## Selected extract
━━━━━━━━━━━━━━━━━━━━━━━━━━━━━━

Why did you train as a spark, to supplement building? As a spark I'm so sick of putting right carp work done by others I'm tempted to go into building instead, mostly so I can manage a project and it's standards.

right on everything though, many self employed tradesmen kind of shun "traditional employment" for a variety of reasons rather than set out to be a money making businessman which is why the businessy side suffers so much so often.

You could generally avoid this by using a bigger firm but you'll pay more! People often want the big firm service with small guy prices.

V8RX7

26,917 posts

264 months

Saturday 11th February 2017
quotequote all
It depends...

My plumber is a bit of a pi$$ taker so I manage him accordingly.

I picked him up today at 7.45 to get to the merchants when they opened at 8am.

He's then been fed with "breakfast in a bap" and worked until 3.30pm.

I'll pick him up at 9am tomorrow to finish the job.

Two days will be £300 and some food and will see the new heating system installed in a 3 bed house (excluding boiler)

48Valves

1,971 posts

210 months

Saturday 11th February 2017
quotequote all
Its not just tradesmen that are like this.

I have the same problem almost daily with supposedly professional people.

037

1,317 posts

148 months

Saturday 11th February 2017
quotequote all
As a building contractor I've spent many years building relationships with all the trades that I rely upon to subcontract for my projects. Work is now so plentiful that few established plumbers/electricians will even bother looking at a job that will be for a one off customer. Its easier for them not to work in an occupied house, not to move furniture or lift carpets etc.
Not sure why people are messing you around and not turning up. I'd be annoyed if someone ducked on a meeting.

━━━━━━━━━━━━━━━━━━━━━━━━━━━━━━

## Written tasks
**a)** Using the forum thread, mark each statement yes or no and back it up with the exact words that settle it: (i) The plumber was picked up at 7.45 to get to the merchants. (ii) The two days of work include installing the boiler. (iii) The building contractor says work is currently scarce.
**b)** In the forum thread, what will two days of the plumber's work cost?
**c)** Sum up the forum thread in two sentences.
The records have no connection to the forum thread.

━━━━━━━━━━━━━━━━━━━━━━━━━━━━━━

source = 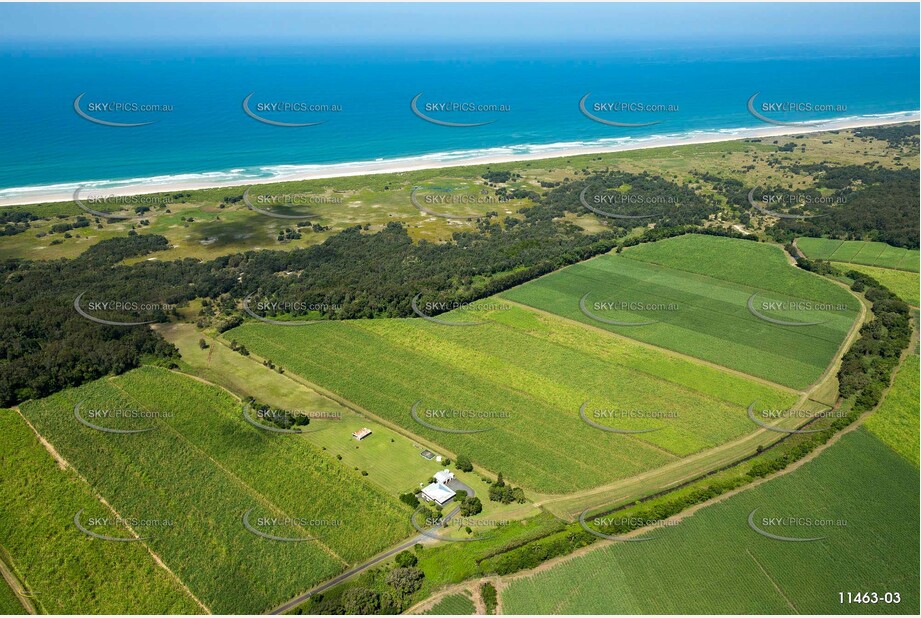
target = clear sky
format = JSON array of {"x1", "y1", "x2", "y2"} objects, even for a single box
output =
[{"x1": 0, "y1": 2, "x2": 919, "y2": 45}]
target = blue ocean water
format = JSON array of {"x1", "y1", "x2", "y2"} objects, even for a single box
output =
[{"x1": 0, "y1": 41, "x2": 921, "y2": 197}]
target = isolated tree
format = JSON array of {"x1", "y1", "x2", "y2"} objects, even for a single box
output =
[
  {"x1": 342, "y1": 587, "x2": 381, "y2": 615},
  {"x1": 387, "y1": 567, "x2": 425, "y2": 596}
]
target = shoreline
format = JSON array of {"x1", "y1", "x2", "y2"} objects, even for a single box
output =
[{"x1": 0, "y1": 111, "x2": 921, "y2": 207}]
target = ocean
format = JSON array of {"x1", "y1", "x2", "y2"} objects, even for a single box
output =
[{"x1": 0, "y1": 38, "x2": 921, "y2": 198}]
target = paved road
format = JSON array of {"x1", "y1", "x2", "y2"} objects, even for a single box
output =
[{"x1": 269, "y1": 479, "x2": 476, "y2": 616}]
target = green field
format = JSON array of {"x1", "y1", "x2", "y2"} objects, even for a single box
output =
[
  {"x1": 425, "y1": 592, "x2": 476, "y2": 616},
  {"x1": 866, "y1": 354, "x2": 921, "y2": 467},
  {"x1": 501, "y1": 234, "x2": 859, "y2": 389},
  {"x1": 17, "y1": 368, "x2": 412, "y2": 613},
  {"x1": 796, "y1": 237, "x2": 921, "y2": 272},
  {"x1": 224, "y1": 296, "x2": 795, "y2": 493},
  {"x1": 832, "y1": 262, "x2": 921, "y2": 307},
  {"x1": 0, "y1": 410, "x2": 202, "y2": 614},
  {"x1": 502, "y1": 429, "x2": 919, "y2": 615}
]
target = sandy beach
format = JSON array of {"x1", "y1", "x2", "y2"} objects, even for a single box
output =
[{"x1": 0, "y1": 112, "x2": 921, "y2": 206}]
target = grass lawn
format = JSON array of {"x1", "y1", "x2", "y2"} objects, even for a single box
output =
[
  {"x1": 156, "y1": 323, "x2": 535, "y2": 518},
  {"x1": 501, "y1": 234, "x2": 859, "y2": 389},
  {"x1": 501, "y1": 429, "x2": 919, "y2": 615},
  {"x1": 0, "y1": 579, "x2": 24, "y2": 616}
]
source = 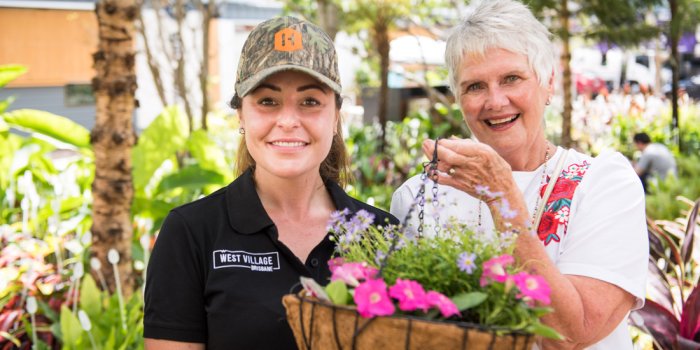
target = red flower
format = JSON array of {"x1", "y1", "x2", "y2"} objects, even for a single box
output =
[
  {"x1": 537, "y1": 211, "x2": 559, "y2": 241},
  {"x1": 547, "y1": 177, "x2": 578, "y2": 203}
]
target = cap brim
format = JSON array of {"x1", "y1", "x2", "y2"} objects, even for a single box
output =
[{"x1": 236, "y1": 64, "x2": 342, "y2": 98}]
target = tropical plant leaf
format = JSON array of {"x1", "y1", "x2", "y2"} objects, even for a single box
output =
[
  {"x1": 528, "y1": 322, "x2": 564, "y2": 340},
  {"x1": 647, "y1": 218, "x2": 685, "y2": 286},
  {"x1": 0, "y1": 64, "x2": 27, "y2": 87},
  {"x1": 647, "y1": 227, "x2": 666, "y2": 260},
  {"x1": 630, "y1": 299, "x2": 680, "y2": 349},
  {"x1": 647, "y1": 256, "x2": 675, "y2": 311},
  {"x1": 325, "y1": 280, "x2": 350, "y2": 305},
  {"x1": 679, "y1": 278, "x2": 700, "y2": 340},
  {"x1": 1, "y1": 109, "x2": 90, "y2": 148},
  {"x1": 676, "y1": 335, "x2": 700, "y2": 350},
  {"x1": 131, "y1": 106, "x2": 189, "y2": 192},
  {"x1": 681, "y1": 199, "x2": 700, "y2": 264},
  {"x1": 158, "y1": 165, "x2": 224, "y2": 192},
  {"x1": 187, "y1": 130, "x2": 233, "y2": 182}
]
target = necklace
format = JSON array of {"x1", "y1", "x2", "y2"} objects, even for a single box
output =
[{"x1": 478, "y1": 142, "x2": 549, "y2": 230}]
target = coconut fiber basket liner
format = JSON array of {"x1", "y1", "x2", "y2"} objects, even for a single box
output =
[{"x1": 282, "y1": 294, "x2": 535, "y2": 350}]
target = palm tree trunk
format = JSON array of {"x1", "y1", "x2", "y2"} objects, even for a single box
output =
[
  {"x1": 90, "y1": 0, "x2": 139, "y2": 295},
  {"x1": 669, "y1": 0, "x2": 682, "y2": 151}
]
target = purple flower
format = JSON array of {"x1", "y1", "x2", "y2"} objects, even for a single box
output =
[
  {"x1": 457, "y1": 252, "x2": 476, "y2": 275},
  {"x1": 389, "y1": 278, "x2": 430, "y2": 312},
  {"x1": 329, "y1": 262, "x2": 378, "y2": 287},
  {"x1": 425, "y1": 290, "x2": 459, "y2": 318},
  {"x1": 498, "y1": 198, "x2": 518, "y2": 219},
  {"x1": 353, "y1": 279, "x2": 395, "y2": 317},
  {"x1": 326, "y1": 208, "x2": 350, "y2": 233}
]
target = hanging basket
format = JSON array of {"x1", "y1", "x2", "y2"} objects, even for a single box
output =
[{"x1": 282, "y1": 294, "x2": 535, "y2": 350}]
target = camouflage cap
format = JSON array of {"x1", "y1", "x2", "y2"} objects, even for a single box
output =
[{"x1": 236, "y1": 16, "x2": 341, "y2": 97}]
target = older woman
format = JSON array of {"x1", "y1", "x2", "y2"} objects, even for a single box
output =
[{"x1": 391, "y1": 0, "x2": 648, "y2": 349}]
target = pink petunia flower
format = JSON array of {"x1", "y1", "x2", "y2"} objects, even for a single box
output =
[
  {"x1": 479, "y1": 254, "x2": 515, "y2": 287},
  {"x1": 329, "y1": 262, "x2": 379, "y2": 287},
  {"x1": 389, "y1": 278, "x2": 430, "y2": 312},
  {"x1": 425, "y1": 290, "x2": 460, "y2": 318},
  {"x1": 353, "y1": 279, "x2": 395, "y2": 317},
  {"x1": 513, "y1": 272, "x2": 551, "y2": 305}
]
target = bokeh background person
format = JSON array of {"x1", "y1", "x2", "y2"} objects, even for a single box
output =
[
  {"x1": 144, "y1": 17, "x2": 397, "y2": 349},
  {"x1": 632, "y1": 132, "x2": 677, "y2": 192},
  {"x1": 391, "y1": 0, "x2": 648, "y2": 350}
]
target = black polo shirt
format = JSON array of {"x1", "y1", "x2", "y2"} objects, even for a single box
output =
[{"x1": 144, "y1": 170, "x2": 398, "y2": 349}]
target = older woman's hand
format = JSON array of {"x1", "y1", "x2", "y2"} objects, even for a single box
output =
[{"x1": 423, "y1": 138, "x2": 519, "y2": 202}]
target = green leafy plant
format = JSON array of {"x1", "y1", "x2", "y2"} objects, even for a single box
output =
[{"x1": 646, "y1": 154, "x2": 700, "y2": 220}]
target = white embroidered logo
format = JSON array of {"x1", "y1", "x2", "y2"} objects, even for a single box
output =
[{"x1": 213, "y1": 250, "x2": 280, "y2": 272}]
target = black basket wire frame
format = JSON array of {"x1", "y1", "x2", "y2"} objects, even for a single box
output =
[{"x1": 295, "y1": 138, "x2": 533, "y2": 350}]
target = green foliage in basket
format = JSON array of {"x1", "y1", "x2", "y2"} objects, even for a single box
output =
[{"x1": 316, "y1": 211, "x2": 559, "y2": 338}]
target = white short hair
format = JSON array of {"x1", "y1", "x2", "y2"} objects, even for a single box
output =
[{"x1": 445, "y1": 0, "x2": 555, "y2": 96}]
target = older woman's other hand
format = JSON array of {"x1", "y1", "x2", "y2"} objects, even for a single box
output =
[{"x1": 423, "y1": 138, "x2": 519, "y2": 202}]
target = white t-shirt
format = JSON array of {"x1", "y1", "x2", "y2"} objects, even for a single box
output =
[{"x1": 391, "y1": 147, "x2": 649, "y2": 350}]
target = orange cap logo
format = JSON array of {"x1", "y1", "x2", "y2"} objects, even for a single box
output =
[{"x1": 275, "y1": 28, "x2": 304, "y2": 51}]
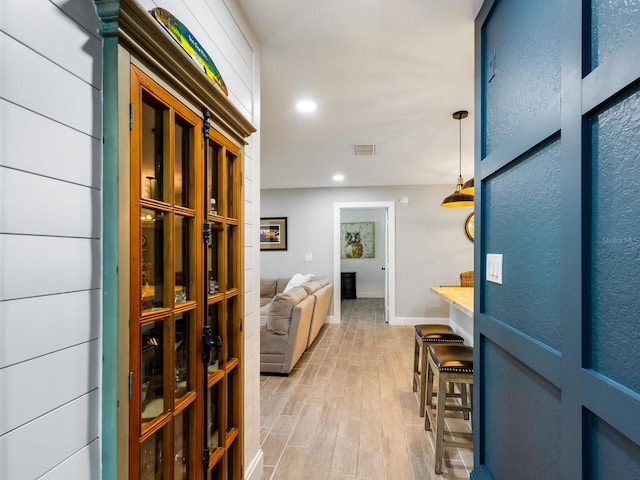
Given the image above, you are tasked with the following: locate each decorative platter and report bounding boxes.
[149,7,229,96]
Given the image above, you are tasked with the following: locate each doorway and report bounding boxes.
[333,201,396,325]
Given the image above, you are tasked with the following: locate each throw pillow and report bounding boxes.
[283,273,313,293]
[267,287,307,335]
[301,277,329,295]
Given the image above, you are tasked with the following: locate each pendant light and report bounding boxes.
[460,178,475,195]
[440,110,473,208]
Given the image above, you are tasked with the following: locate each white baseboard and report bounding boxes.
[244,449,264,480]
[358,292,384,299]
[393,317,450,325]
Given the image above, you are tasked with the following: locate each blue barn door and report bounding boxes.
[471,0,640,480]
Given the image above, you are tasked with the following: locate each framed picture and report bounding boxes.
[340,222,376,258]
[260,217,287,250]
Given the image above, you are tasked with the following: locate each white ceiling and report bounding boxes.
[239,0,482,190]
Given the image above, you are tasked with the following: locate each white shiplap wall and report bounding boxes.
[0,0,262,480]
[0,0,102,480]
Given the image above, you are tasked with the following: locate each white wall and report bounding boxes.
[340,208,386,298]
[260,185,473,323]
[0,0,102,480]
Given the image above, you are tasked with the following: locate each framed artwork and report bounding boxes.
[260,217,287,250]
[340,222,376,258]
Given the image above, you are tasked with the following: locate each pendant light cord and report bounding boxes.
[458,116,462,177]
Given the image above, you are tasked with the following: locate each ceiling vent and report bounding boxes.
[353,145,376,155]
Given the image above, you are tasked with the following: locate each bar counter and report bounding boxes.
[431,287,473,346]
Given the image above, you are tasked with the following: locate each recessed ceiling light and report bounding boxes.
[296,100,318,113]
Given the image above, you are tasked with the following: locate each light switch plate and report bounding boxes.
[487,253,502,285]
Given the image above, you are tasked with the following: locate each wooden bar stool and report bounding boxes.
[424,344,473,474]
[413,324,464,417]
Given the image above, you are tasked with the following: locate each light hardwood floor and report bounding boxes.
[260,299,473,480]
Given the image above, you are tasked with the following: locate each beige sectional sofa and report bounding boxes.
[260,277,333,375]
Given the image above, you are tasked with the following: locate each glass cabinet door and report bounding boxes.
[129,66,243,480]
[129,67,204,479]
[206,129,243,480]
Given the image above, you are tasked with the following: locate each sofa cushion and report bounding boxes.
[301,277,329,295]
[284,273,313,293]
[276,277,291,294]
[260,278,277,298]
[266,287,308,335]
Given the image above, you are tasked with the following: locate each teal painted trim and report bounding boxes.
[102,36,119,480]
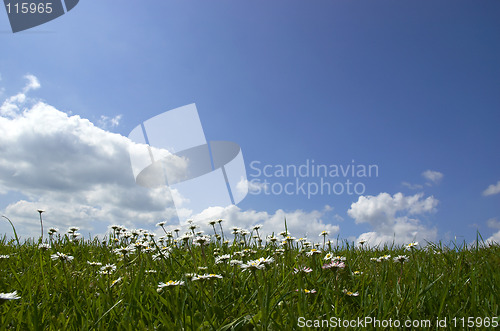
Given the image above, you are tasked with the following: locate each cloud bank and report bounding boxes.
[347,193,438,245]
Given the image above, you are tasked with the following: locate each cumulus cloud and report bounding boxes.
[97,114,123,130]
[0,76,190,236]
[401,182,424,190]
[483,180,500,196]
[0,76,339,238]
[422,170,443,184]
[347,193,438,245]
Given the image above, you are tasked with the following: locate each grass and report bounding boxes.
[0,220,500,330]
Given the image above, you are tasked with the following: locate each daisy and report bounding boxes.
[0,291,21,302]
[229,260,243,266]
[111,277,122,287]
[192,274,222,280]
[99,263,116,275]
[50,252,74,262]
[406,241,418,249]
[306,248,321,256]
[215,254,231,264]
[113,245,135,256]
[240,260,266,271]
[156,280,184,292]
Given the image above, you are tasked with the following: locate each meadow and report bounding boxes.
[0,220,500,330]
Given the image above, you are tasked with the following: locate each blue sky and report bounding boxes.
[0,0,500,243]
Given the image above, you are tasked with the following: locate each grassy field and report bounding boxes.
[0,221,500,330]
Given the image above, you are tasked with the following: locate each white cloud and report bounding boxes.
[0,76,339,240]
[422,170,443,184]
[483,180,500,196]
[97,114,123,130]
[23,74,41,93]
[164,205,339,242]
[401,182,424,190]
[0,76,191,237]
[347,193,438,245]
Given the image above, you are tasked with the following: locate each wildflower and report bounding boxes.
[306,248,321,256]
[229,260,243,266]
[191,274,222,280]
[240,229,250,237]
[87,261,102,266]
[321,261,345,269]
[113,245,135,256]
[394,255,409,263]
[342,289,359,297]
[215,254,231,264]
[99,263,116,275]
[274,248,285,255]
[0,291,21,302]
[156,280,184,292]
[293,267,312,274]
[240,260,266,271]
[406,241,418,249]
[50,252,74,262]
[252,251,274,265]
[370,255,391,262]
[295,288,316,294]
[193,235,210,246]
[152,252,170,261]
[111,277,122,287]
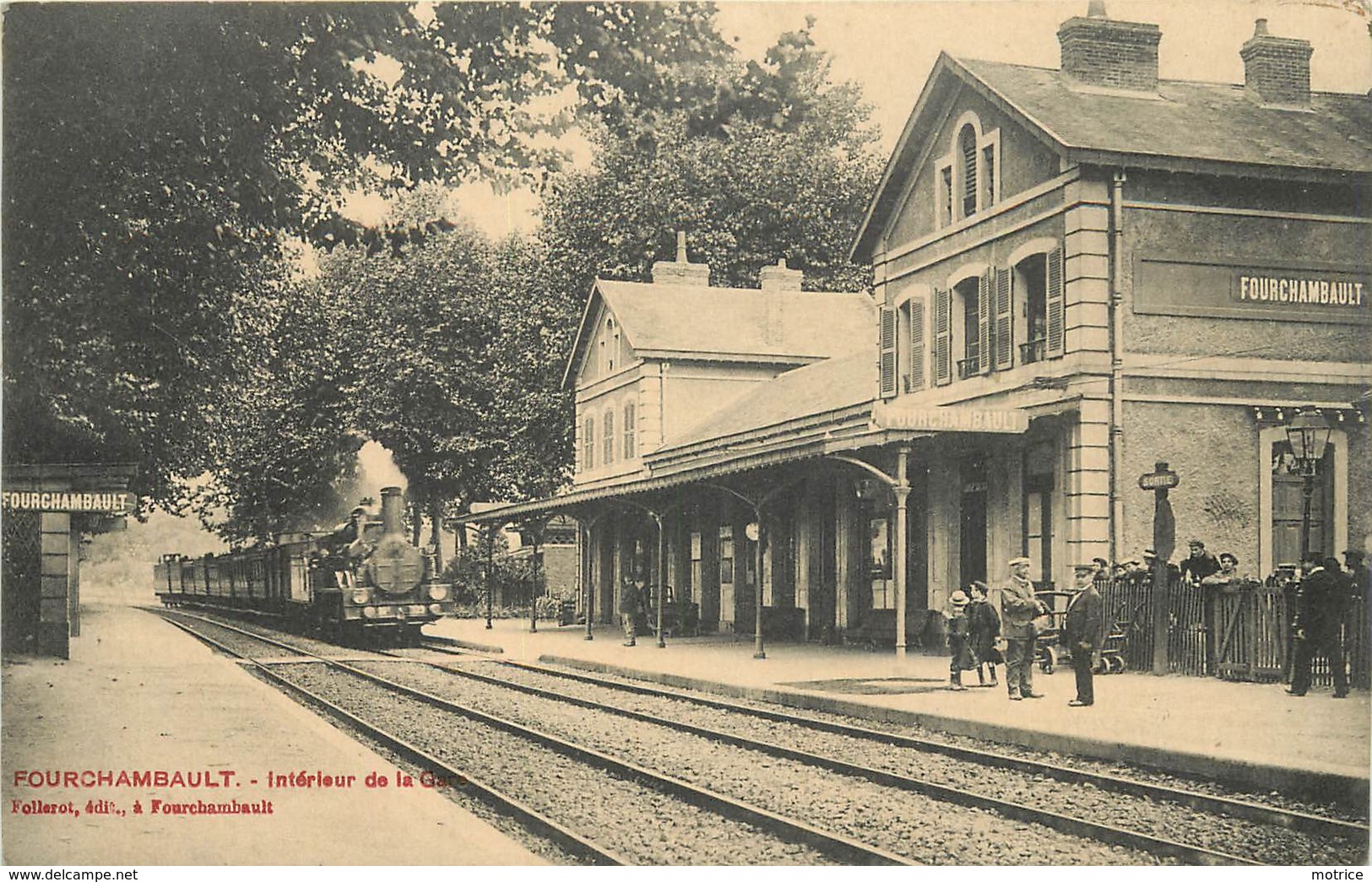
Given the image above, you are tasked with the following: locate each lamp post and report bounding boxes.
[485,525,496,631]
[1286,408,1330,566]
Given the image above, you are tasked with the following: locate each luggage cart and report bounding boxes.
[1033,591,1071,674]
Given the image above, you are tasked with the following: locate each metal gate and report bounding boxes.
[0,511,42,656]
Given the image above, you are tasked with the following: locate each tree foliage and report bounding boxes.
[3,3,735,506]
[544,15,880,301]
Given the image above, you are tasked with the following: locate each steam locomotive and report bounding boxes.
[152,487,456,642]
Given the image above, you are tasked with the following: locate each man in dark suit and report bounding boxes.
[1063,564,1106,708]
[1287,553,1348,698]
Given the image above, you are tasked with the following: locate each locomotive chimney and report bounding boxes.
[382,487,404,536]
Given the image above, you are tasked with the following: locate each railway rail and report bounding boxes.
[392,644,1368,864]
[423,643,1369,838]
[153,611,1368,865]
[157,617,911,865]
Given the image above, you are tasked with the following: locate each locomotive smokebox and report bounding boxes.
[382,487,404,536]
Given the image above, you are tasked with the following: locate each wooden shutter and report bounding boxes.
[977,268,996,373]
[995,269,1016,371]
[935,288,952,386]
[908,300,925,392]
[881,306,896,398]
[1047,248,1067,358]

━━━━━━━━━━━━━━━━━━━━━━━━━━━━━━

## Solutions below
**a)**
(i) Yes: "I picked him up today at 7.45 to get to the merchants when they opened at 8am."
(ii) No: "(excluding boiler)"
(iii) No: "Work is now so plentiful"

**b)** £300 and some food.

**c)** One poster says many self-employed tradesmen shun traditional employment rather than setting out to be businessmen, so the business side often suffers, and using a bigger firm avoids this but costs more. Another poster manages a plumber closely to get a new heating system installed in two days for £300 and some food, while a building contractor says work is now so plentiful that few established plumbers or electricians will bother with a one-off customer.